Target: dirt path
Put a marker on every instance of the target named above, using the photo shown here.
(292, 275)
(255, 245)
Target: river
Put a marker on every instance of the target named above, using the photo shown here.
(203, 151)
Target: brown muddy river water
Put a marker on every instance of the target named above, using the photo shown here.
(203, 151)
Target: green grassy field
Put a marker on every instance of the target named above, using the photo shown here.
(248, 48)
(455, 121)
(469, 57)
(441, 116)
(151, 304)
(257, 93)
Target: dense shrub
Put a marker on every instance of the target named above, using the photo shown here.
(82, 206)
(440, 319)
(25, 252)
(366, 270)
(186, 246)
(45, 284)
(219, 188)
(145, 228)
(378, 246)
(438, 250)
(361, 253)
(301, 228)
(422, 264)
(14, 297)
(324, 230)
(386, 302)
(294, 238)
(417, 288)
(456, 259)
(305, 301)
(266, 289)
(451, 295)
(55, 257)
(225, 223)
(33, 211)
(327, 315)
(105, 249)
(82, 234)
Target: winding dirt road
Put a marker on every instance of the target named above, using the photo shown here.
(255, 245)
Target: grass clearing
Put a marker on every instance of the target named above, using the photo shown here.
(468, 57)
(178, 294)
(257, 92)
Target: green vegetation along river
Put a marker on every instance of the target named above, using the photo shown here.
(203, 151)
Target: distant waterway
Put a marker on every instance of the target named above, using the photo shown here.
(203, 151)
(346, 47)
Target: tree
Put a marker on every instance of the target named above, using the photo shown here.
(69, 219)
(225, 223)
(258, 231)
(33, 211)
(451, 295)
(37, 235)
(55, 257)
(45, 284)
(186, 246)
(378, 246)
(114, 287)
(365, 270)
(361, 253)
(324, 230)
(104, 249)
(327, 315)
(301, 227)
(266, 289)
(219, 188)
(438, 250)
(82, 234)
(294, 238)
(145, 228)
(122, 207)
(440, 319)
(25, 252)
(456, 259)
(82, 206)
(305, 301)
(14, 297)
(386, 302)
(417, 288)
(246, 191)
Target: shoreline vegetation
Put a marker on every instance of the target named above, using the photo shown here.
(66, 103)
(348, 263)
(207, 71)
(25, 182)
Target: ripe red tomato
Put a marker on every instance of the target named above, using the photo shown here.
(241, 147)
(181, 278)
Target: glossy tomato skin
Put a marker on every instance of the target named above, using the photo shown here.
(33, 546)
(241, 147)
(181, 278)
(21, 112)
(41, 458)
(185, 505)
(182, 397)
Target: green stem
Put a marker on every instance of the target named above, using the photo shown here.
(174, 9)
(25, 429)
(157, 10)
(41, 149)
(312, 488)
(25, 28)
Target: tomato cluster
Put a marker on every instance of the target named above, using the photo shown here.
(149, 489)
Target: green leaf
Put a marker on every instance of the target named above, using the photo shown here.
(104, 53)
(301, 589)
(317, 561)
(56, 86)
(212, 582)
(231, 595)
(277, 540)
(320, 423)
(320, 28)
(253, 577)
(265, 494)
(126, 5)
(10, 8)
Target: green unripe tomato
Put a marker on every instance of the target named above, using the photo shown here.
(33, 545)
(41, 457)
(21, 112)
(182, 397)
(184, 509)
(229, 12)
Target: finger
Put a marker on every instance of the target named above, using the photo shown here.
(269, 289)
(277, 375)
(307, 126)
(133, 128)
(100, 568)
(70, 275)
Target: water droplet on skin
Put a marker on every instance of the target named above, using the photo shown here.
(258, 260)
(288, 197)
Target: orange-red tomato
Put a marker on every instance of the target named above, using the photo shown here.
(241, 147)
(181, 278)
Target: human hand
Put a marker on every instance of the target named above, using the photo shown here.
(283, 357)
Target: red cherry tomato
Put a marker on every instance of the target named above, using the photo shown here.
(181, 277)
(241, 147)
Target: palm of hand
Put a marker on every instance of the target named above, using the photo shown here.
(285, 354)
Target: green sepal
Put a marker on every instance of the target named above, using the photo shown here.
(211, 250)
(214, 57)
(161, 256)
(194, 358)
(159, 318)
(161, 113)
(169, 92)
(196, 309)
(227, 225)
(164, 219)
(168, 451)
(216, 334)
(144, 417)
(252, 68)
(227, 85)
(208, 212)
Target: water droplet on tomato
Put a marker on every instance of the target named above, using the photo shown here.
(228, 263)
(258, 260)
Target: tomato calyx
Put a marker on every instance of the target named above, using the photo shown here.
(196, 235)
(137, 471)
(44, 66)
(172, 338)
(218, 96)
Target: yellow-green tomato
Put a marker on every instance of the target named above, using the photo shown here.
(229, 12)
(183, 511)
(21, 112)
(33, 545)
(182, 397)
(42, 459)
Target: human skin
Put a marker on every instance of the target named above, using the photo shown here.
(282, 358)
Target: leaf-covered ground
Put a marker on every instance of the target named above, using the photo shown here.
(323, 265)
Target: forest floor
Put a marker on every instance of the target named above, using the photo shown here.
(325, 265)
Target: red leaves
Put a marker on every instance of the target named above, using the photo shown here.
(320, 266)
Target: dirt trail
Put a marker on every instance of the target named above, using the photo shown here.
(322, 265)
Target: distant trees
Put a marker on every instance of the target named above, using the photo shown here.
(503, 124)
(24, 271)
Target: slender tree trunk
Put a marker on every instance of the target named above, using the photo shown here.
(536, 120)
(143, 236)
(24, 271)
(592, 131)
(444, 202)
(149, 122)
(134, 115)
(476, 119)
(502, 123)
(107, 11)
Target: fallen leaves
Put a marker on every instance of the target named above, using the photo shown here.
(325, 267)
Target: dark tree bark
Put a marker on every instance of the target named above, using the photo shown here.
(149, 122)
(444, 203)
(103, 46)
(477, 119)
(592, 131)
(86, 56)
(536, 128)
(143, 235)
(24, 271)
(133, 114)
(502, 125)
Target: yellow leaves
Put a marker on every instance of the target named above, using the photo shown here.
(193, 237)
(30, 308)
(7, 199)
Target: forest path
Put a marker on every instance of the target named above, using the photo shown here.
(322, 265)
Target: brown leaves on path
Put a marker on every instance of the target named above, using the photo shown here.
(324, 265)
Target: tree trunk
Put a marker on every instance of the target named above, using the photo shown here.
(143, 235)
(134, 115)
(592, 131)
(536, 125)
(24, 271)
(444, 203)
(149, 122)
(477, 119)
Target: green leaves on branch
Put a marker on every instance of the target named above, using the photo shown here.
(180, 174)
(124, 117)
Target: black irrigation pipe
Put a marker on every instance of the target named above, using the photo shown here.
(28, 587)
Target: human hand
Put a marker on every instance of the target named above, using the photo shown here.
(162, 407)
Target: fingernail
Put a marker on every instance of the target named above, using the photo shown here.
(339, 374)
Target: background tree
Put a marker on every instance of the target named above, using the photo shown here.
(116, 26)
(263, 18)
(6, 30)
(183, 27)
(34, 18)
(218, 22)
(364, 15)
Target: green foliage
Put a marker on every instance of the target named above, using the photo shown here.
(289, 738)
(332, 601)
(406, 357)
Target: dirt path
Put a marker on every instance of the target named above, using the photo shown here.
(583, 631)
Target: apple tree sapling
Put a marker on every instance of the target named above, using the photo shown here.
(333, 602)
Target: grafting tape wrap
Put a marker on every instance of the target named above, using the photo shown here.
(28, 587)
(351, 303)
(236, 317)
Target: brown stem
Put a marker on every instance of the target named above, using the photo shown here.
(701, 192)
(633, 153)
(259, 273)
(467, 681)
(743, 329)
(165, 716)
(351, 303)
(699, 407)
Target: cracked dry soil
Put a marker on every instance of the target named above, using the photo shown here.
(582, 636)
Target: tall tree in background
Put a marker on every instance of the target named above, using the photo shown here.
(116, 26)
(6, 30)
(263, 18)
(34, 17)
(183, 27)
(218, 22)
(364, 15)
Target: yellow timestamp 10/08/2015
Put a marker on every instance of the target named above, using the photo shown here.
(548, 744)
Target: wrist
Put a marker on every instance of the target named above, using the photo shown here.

#### WORK TO COMPLETE
Beginning with the line that has "Target: water droplet on tomato" and ending with the line that has "Target: distant trees", set down the lines above exactly and include no others.

#### SOLUTION TO THIS PROBLEM
Target: water droplet on tomato
Put a marker on every instance of the target named above, using the photo shown here.
(228, 263)
(258, 260)
Target: tomato calyx
Put a marker on every instance of the target named above, using the photo shown here.
(196, 235)
(137, 471)
(44, 66)
(172, 338)
(218, 96)
Target: yellow-green tomato
Put a marker on every instance of the target named above, using the photo shown here.
(229, 12)
(183, 511)
(21, 112)
(33, 545)
(182, 397)
(42, 459)
Target: human skin
Put a marker on every instance of the target named above, using the photo shown here.
(282, 358)
Target: leaf-covered ground
Put a marker on every instance of the target named above, using the photo shown here.
(323, 265)
Target: forest floor
Put a marker on every instance of the target named above, using the photo shown here.
(325, 265)
Target: red leaves
Put a marker on every instance of the target named above, using the photo shown here.
(320, 266)
Target: dirt trail
Put a marker on every instance of the target named above, using the photo shown here.
(322, 265)
Target: distant trees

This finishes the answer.